◆ Tasks and exercises:
- a) In the statistics notes, what is a parameter?
- b) Translate this sentence from the statistics notes into Spanish: "Inferential statistics use methods that take results from a sample, extend them to the population, and measure the reliability of the result."
- c) Rewrite as a short bulleted list the paragraph in the statistics notes that begins "Statistics is the science of collecting", keeping its main facts.

◆ Text block:

------------------------------------------------------------

BackChapter 1: Data Collection – Foundations of Statistical Study
Study Guide - Smart Notes
Tailored notes based on your materials, expanded with key definitions, examples, and context.
Data Collection and Statistical Thinking
Introduction to Statistics
Statistics is the science of collecting, organizing, analyzing, and interpreting data to make decisions. Data are facts or propositions used to draw conclusions or make decisions, and they describe characteristics of individuals. A key aspect of data is variability, which refers to the differences observed among individuals or measurements.
Population: The entire group of individuals to be studied.
Individual: A person or object that is a member of the population.
Sample: A subset of the population that is being studied.

Descriptive statistics involve organizing and summarizing data using numerical summaries, tables, and graphs. Inferential statistics use methods that take results from a sample, extend them to the population, and measure the reliability of the result. A statistic is a numerical summary based on a sample, while a parameter is a numerical summary of a population.

------------------------------------------------------------

◆ Material shown:
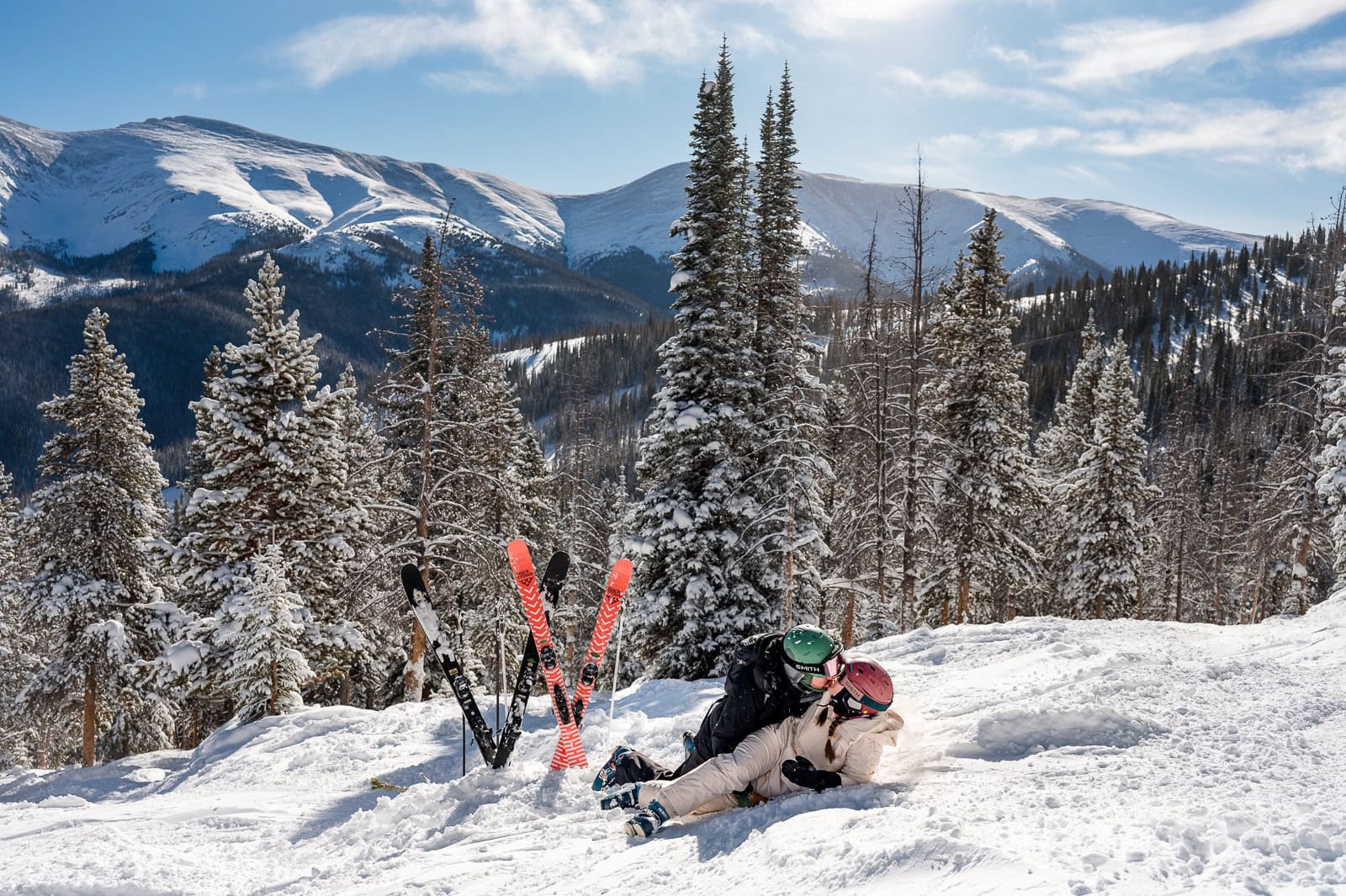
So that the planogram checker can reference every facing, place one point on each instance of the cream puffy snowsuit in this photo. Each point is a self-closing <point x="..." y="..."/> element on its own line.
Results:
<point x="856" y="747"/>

------------------------------------------------------------

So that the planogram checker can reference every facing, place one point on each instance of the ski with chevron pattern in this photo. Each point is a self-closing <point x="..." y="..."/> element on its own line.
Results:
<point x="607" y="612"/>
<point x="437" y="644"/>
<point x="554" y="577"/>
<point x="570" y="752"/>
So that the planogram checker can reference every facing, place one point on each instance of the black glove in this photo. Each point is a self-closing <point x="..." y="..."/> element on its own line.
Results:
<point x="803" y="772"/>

------------------------------------------------------------

◆ The results:
- a) A numerical summary of a population.

- b) La estadística inferencial utiliza métodos que toman los resultados de una muestra, los extienden a la población y miden la fiabilidad del resultado.

- c)
- Statistics: the science of collecting, organizing, analyzing, and interpreting data to make decisions.
- Data: facts or propositions used to draw conclusions or make decisions; they describe characteristics of individuals.
- Variability: a key aspect of data, meaning the differences observed among individuals or measurements.